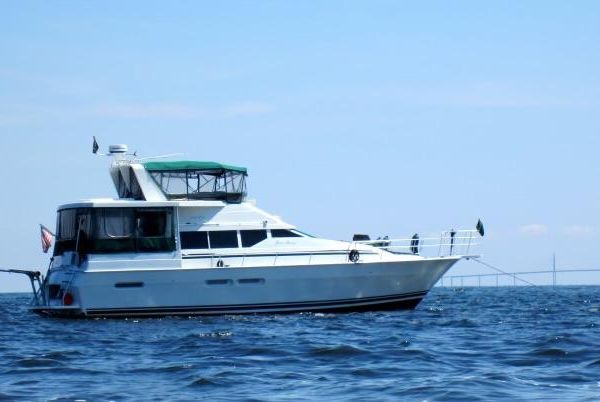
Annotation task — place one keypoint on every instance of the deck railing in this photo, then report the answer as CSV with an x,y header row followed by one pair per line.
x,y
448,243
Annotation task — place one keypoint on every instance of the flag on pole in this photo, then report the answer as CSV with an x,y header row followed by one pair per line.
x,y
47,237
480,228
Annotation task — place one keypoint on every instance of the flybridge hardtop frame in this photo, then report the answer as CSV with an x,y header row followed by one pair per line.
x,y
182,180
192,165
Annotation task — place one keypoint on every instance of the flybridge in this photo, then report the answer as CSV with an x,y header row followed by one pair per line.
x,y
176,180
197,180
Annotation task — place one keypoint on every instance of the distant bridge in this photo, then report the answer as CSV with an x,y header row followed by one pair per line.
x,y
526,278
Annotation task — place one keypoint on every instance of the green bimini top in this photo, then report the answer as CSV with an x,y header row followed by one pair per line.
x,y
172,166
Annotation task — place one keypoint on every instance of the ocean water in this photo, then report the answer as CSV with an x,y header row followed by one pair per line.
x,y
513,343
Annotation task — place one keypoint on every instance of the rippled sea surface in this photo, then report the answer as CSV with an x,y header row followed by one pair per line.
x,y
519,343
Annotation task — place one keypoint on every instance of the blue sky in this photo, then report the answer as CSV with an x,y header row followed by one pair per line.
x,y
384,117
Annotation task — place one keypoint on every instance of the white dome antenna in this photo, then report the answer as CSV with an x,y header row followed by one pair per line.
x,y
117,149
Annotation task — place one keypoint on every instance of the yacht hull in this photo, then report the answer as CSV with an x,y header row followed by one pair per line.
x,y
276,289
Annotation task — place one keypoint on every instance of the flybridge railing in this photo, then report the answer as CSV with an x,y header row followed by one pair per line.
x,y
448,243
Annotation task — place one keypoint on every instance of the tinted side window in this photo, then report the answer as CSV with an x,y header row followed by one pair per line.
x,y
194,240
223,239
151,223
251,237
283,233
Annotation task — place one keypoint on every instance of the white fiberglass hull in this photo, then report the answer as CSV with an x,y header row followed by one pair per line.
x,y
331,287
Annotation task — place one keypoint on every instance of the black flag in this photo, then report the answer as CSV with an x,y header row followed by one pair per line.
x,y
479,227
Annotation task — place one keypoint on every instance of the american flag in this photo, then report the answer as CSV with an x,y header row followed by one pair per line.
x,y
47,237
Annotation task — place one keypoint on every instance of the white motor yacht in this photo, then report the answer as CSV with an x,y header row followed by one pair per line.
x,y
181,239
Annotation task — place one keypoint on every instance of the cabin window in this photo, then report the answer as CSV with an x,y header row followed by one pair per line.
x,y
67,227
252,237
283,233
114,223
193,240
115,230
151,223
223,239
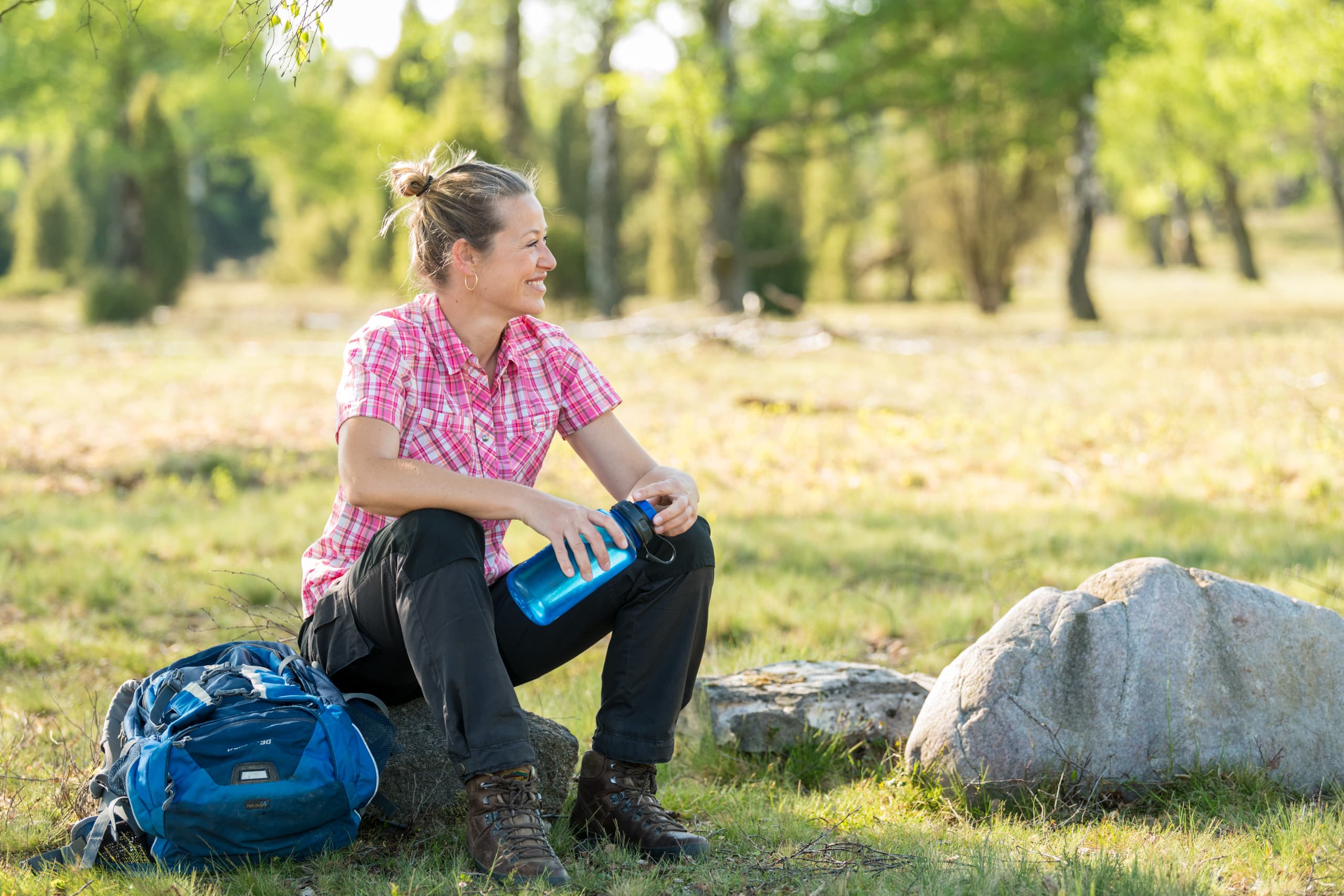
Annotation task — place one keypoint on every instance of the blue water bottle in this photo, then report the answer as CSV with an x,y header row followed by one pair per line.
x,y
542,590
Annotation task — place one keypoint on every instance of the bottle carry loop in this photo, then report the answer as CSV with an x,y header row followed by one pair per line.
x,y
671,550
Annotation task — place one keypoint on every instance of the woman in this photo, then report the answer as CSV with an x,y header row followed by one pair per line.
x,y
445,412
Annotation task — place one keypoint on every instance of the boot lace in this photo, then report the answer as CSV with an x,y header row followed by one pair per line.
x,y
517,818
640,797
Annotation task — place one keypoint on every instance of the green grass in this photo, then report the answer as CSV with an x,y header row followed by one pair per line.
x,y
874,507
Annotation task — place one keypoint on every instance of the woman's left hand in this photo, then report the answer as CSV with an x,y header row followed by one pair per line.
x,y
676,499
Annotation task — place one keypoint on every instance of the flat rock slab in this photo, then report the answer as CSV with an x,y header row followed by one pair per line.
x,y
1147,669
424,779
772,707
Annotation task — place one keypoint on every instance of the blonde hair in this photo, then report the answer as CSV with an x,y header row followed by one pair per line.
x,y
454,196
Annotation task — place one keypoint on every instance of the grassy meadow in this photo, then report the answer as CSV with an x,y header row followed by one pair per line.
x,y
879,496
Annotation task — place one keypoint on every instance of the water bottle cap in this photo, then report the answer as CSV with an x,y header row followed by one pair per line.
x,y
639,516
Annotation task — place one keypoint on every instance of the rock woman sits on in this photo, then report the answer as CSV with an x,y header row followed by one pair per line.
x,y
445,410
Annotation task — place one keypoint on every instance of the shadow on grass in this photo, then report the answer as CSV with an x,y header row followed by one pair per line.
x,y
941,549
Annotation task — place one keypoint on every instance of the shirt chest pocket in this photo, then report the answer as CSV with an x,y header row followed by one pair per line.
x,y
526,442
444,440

■ ■ ■ ■ ■ ■ ■

THE TASK:
Print, unchanged, the stretch of the rows from the line containing "of the blonde" through the end of the rows.

TASK ANSWER:
Annotation task — place one keypoint on every instance of the blonde hair in this photo, then report the answer as CSV with an x,y header row followed by one pair per line.
x,y
454,196
Annotation task — place one keypoint on every instance of the grassy meadow in this photo, then report the answer as CSV with an x,y header row followed by one pair per line.
x,y
879,496
Annotation task — place one keypoint on every instance of the water bottle cap in this photo, then report the answer as CSV with an x,y header row followed by one pair per line.
x,y
639,516
Annotation task — place one keypoint on every instance of the rock woman sits on in this photo, then report the answer as CSV with an x,y header row followed by one pair per line.
x,y
445,410
Annotation task — place one keypoint on every instance of the shadow on grass in this photo, then report the answer as CSV with an x,y header row followed by one pair per line.
x,y
941,549
Annotation task — place one keypoint on every instance of the shirt chest pocket in this photo, then report the answer as CSV with an x,y header row followed by one pair per line.
x,y
526,442
444,440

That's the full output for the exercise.